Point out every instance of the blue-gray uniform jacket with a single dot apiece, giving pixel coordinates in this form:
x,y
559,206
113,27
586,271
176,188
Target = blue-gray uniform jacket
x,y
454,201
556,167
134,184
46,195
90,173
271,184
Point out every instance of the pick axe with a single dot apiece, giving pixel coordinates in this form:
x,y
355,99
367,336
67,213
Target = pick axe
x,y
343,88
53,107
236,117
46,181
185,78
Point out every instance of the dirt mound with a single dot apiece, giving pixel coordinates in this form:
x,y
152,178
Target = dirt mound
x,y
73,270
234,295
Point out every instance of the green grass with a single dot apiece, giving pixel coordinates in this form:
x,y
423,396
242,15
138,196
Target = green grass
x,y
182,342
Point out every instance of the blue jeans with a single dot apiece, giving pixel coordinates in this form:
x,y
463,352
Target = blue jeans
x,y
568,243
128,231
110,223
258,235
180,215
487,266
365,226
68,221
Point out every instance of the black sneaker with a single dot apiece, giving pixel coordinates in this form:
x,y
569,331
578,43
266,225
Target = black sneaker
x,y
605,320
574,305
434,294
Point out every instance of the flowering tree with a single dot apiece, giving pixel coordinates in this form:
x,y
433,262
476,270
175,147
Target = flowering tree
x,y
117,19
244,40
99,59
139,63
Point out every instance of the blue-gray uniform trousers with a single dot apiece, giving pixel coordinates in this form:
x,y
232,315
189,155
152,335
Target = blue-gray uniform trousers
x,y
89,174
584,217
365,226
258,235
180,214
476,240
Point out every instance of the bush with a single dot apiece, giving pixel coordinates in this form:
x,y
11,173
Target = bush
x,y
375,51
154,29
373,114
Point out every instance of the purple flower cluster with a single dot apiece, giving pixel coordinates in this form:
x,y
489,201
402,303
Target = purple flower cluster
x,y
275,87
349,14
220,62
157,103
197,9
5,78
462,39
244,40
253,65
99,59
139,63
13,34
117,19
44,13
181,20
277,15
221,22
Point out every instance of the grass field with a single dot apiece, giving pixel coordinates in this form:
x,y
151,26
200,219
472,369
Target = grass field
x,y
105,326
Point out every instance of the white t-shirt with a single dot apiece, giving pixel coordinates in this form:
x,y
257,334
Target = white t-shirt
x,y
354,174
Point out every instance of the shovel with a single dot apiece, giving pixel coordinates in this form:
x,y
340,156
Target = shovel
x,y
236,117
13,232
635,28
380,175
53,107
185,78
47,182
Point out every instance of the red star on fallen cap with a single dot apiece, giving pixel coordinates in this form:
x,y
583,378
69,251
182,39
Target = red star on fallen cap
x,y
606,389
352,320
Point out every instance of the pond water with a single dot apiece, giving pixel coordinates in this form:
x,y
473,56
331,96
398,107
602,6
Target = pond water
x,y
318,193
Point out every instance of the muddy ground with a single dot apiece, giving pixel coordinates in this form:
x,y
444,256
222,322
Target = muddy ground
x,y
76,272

## AIM OF THE EXERCISE
Transcribe the records above in full, exactly as they stand.

## TASK ANSWER
Point out every instance of the blue-gray uniform jacket with a single dot apiece, giving pixel coordinates in this form:
x,y
559,206
113,27
586,271
176,188
Target = blue-gray uniform jacket
x,y
454,201
556,167
134,184
46,195
90,173
271,184
Point out every instance of the pick axe with a single dot apiece, giving pixel coordinates in this form:
x,y
355,99
367,336
67,213
Target = pick axe
x,y
343,88
53,107
236,117
46,181
185,78
Point out every instance of the dirt mound with a single dot apiece, giving pixel coordinates in this form:
x,y
152,178
Target = dirt mound
x,y
73,270
234,295
Point out every instance of the green grass with a single dot apiece, giving pixel coordinates in this form:
x,y
423,396
242,15
138,196
Target = green grass
x,y
182,342
Point out every instance of the blue jeans with a single dot apiece, giving pixel coordinates in this form:
x,y
463,352
Target = blue jeans
x,y
568,243
128,231
110,223
258,235
180,215
487,266
365,226
68,221
Point out every instance of the black sneaker with a single dot apiece, giving pixel coordinates in this form:
x,y
569,331
578,43
266,225
Target = black sneaker
x,y
605,320
574,305
434,294
Point out every instance of the flowering tree with a single dot apiece, giving pixel coordinates in this form:
x,y
433,262
476,270
175,147
Target = flowering tree
x,y
117,19
244,40
99,59
139,63
Point out every instance of the blue-gray uniform trousers with a single dot apiece, giving pixel coordinates in this form:
x,y
232,315
189,155
152,335
Target = blue-gray uniform trousers
x,y
89,174
584,217
365,226
258,235
180,214
476,240
Point out every instance of the bush with a single dot apiece, giving pixel coordinates in this form:
x,y
11,173
Target = bush
x,y
375,51
154,29
373,114
Point out every instance of the purple flower cluster with a single dot apiece, giving pixel coordinates in this form:
x,y
489,201
402,303
Target = purple flower cluster
x,y
275,87
349,14
220,62
157,103
197,9
5,78
462,39
244,40
253,65
99,59
139,63
13,34
117,19
44,13
181,20
277,15
221,22
Point out every instance of the grass field with a single dot apiece, giving pixel coordinates in this form:
x,y
151,26
200,219
472,369
Target = grass field
x,y
105,326
Point out every instance of the white t-shirt with a single dot apiece, giving pixel coordinates in this form:
x,y
257,334
Target = white t-shirt
x,y
354,174
Point out every instance of the shovel with a single dot apiece, giving pixel coordinates in this form:
x,y
340,156
Target = shovel
x,y
236,117
13,232
635,28
380,175
53,107
185,78
47,182
Point out every instance of the red star on fallen cap with a single dot apiece, giving pixel coordinates in this form:
x,y
583,378
69,251
182,39
Target = red star on fallen cap
x,y
606,389
352,320
Point out every instance of the pond water with a single dot apiece, giving pixel coordinates in this form:
x,y
473,56
331,96
398,107
602,6
Target = pond water
x,y
318,193
Point out every instance of the muddy ground with a single dot apiece, giving pixel coordinates in this form:
x,y
444,256
222,322
Target = muddy ground
x,y
76,272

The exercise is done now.